▸ Written problem:
Can you transcribe every line of the material below word for word, omitting the pictures?
══ Records to process ══
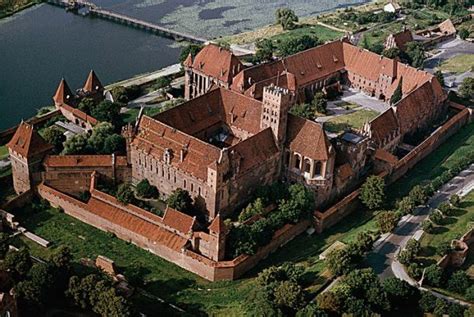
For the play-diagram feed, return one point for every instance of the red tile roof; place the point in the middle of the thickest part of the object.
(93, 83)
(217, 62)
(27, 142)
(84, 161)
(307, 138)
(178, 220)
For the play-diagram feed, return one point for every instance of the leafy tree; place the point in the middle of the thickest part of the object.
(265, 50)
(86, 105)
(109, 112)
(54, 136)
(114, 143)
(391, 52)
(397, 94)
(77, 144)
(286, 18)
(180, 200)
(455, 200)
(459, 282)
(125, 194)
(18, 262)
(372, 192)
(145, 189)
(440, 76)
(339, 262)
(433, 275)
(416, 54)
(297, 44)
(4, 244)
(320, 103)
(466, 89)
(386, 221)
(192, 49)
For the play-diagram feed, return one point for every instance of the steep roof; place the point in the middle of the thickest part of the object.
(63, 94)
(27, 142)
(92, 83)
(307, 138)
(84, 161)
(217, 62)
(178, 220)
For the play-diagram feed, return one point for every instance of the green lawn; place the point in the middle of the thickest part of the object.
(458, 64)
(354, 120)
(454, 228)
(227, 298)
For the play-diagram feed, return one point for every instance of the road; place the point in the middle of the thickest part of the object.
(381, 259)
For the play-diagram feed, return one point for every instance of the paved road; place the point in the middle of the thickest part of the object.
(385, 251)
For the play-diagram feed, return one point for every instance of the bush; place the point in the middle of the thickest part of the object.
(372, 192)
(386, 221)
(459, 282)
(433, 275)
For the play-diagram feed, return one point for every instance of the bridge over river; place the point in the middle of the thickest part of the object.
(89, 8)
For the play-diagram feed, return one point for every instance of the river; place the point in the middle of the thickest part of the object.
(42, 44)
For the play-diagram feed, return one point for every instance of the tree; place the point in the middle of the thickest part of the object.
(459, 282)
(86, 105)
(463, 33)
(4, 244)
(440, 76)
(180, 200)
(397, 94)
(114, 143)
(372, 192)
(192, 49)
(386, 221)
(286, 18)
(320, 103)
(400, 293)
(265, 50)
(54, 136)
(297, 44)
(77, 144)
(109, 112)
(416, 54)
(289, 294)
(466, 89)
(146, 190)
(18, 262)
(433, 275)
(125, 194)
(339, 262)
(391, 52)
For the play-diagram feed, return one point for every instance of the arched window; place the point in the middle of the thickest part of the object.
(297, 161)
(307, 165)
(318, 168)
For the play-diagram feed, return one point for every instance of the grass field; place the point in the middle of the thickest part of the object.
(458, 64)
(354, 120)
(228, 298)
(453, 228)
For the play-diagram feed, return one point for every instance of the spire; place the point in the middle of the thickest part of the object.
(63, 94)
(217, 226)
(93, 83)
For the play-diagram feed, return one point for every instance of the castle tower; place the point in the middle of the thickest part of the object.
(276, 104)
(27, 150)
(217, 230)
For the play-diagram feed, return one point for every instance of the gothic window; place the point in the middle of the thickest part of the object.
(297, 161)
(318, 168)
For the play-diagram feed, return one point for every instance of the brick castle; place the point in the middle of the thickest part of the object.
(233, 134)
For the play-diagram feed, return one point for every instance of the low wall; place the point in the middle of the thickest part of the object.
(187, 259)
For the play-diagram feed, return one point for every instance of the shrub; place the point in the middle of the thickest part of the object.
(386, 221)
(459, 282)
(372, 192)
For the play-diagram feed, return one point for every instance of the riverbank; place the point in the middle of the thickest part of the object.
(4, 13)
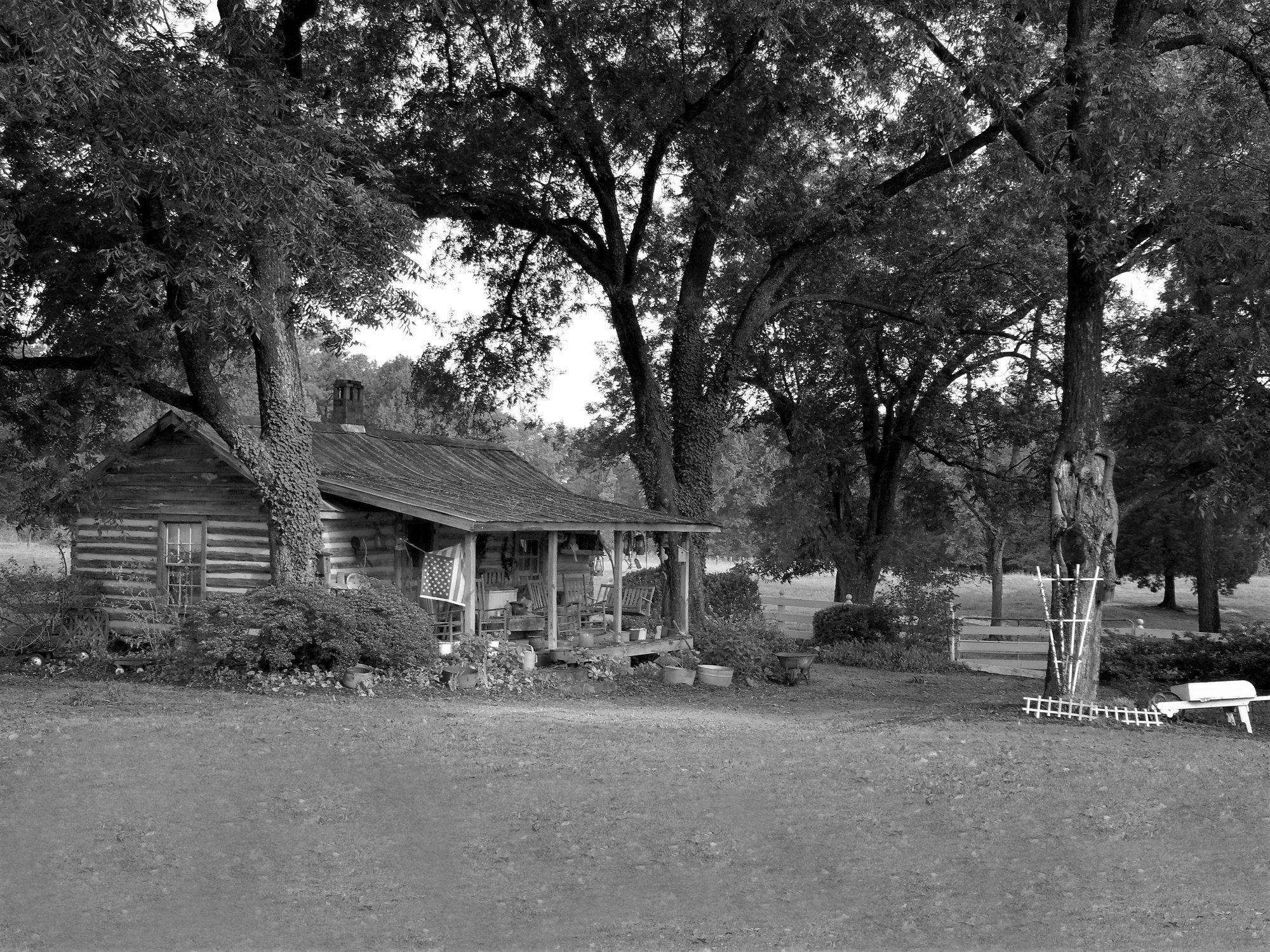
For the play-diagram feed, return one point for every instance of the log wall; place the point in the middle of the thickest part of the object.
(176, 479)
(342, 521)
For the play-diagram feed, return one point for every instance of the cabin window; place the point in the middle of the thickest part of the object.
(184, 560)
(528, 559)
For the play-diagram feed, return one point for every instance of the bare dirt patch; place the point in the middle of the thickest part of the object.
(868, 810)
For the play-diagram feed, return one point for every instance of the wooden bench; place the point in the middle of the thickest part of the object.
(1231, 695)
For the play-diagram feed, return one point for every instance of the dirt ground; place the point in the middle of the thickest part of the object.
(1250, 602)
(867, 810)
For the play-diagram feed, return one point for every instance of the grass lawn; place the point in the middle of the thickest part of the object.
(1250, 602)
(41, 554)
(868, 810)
═══
▸ Written response:
For the play-diagram feed, return one point for every instance of the red tile roof; place the point in the middle of the thickest part of the object.
(93, 83)
(217, 62)
(27, 142)
(84, 161)
(307, 138)
(178, 220)
For the play-diagram feed, return one point for every instance of the leafy tree; place the point in the middle of the thickest part of the object.
(265, 50)
(86, 105)
(109, 112)
(54, 136)
(114, 143)
(391, 52)
(397, 94)
(77, 144)
(286, 18)
(180, 200)
(455, 200)
(459, 282)
(125, 194)
(18, 262)
(372, 192)
(145, 189)
(440, 76)
(339, 262)
(433, 275)
(416, 54)
(297, 44)
(4, 244)
(320, 103)
(466, 89)
(386, 221)
(192, 49)
For the play-diagram feed, return one point for every instance of the steep roof; place the point in the middle of the thickest part of the object.
(63, 94)
(27, 142)
(92, 83)
(307, 138)
(84, 161)
(217, 62)
(178, 220)
For the play-diagram feed, return one point for every instance of the green lawn; place the point in the middle of the thickest part of the object.
(458, 64)
(354, 120)
(454, 228)
(227, 298)
For the play-diagram feed, return one point for every instance of the road; place the point in the middle of the thickest part of the object.
(381, 259)
For the play-diagram feed, return one point for every instance of the paved road; place the point in the middle of the thickest part of the object.
(385, 251)
For the play-diagram feed, return one point for every instance of the bush; place the point in the middle of the thickest part of the object.
(372, 192)
(386, 221)
(459, 282)
(433, 275)
For the play-diagram feed, return one point for every instance of the bridge over river; place the point in the middle of the thickest part of the object.
(89, 8)
For the play-diagram feed, return one point for every instance of the river; place the point in the middle of the thickest part of the object.
(42, 44)
For the play-diagram feed, return one point for every instance of the tree; place the point in the middle of the thickest part of the object.
(459, 282)
(86, 105)
(463, 33)
(4, 244)
(440, 76)
(180, 200)
(397, 94)
(114, 143)
(372, 192)
(192, 49)
(386, 221)
(286, 18)
(320, 103)
(400, 293)
(265, 50)
(54, 136)
(297, 44)
(77, 144)
(109, 112)
(416, 54)
(289, 294)
(466, 89)
(146, 190)
(18, 262)
(433, 275)
(125, 194)
(339, 262)
(391, 52)
For the play-diagram feed, return one point for every instance of the arched window; place the point in the middle of the thickest part of the object.
(297, 161)
(307, 165)
(318, 168)
For the play-diagram feed, return one point for every instance of the grass field; place the point in the middle of the thickest part of the object.
(458, 64)
(354, 120)
(228, 298)
(453, 228)
For the play-diagram feed, return one point for every instance of the spire; place the point in the middle of the thickest part of the object.
(63, 94)
(217, 226)
(93, 83)
For the play-diagram feed, return one point for every instance of the castle tower; place the point in the middle of the thickest part of the object.
(276, 104)
(27, 150)
(217, 230)
For the play-diagram feed, return one point for every instance of the gothic window; place the point in the middle of the thickest part of the object.
(297, 161)
(318, 168)
For the play-diagram feed, return one point for every instance of the brick castle; place the point in the middle of the thickest part of the object.
(233, 134)
For the play-diagram feed, return one point for every instance of the low wall; place the point in the middle of the thickest part of the object.
(187, 259)
For the play-diagram feed, return one point for every instance of the shrub; place the point in the middle of the thickest part of the object.
(386, 221)
(459, 282)
(372, 192)
For the play-diagram feed, return one point for every instance of the riverbank; place the point in the middle of the thickest part of the object.
(4, 13)
For the play-diagram feed, return one point for every instance of the log wall; place the point in the middle of the thickest part of the object.
(176, 479)
(342, 521)
For the play-diagram feed, return one point for every instance of the cabin window; place the point in the middle of the thickest part of the object.
(184, 560)
(528, 559)
For the play-diagram feed, return one point for every instance of the bare dirt patch; place the point in the middle of the thickest part of the object.
(868, 810)
For the play-diagram feed, return one point for every instance of the wooden bench; place the point in the middle of the thickest part of the object.
(1231, 695)
For the play-diagram feed, return one point for every instance of the dirt ground; place the point in the middle of the thickest part of the object.
(1250, 602)
(867, 810)
For the play-diagram feed, return one point for every instance of the grass lawn; place the point in the middle of the thickest part of the object.
(1250, 602)
(41, 554)
(868, 810)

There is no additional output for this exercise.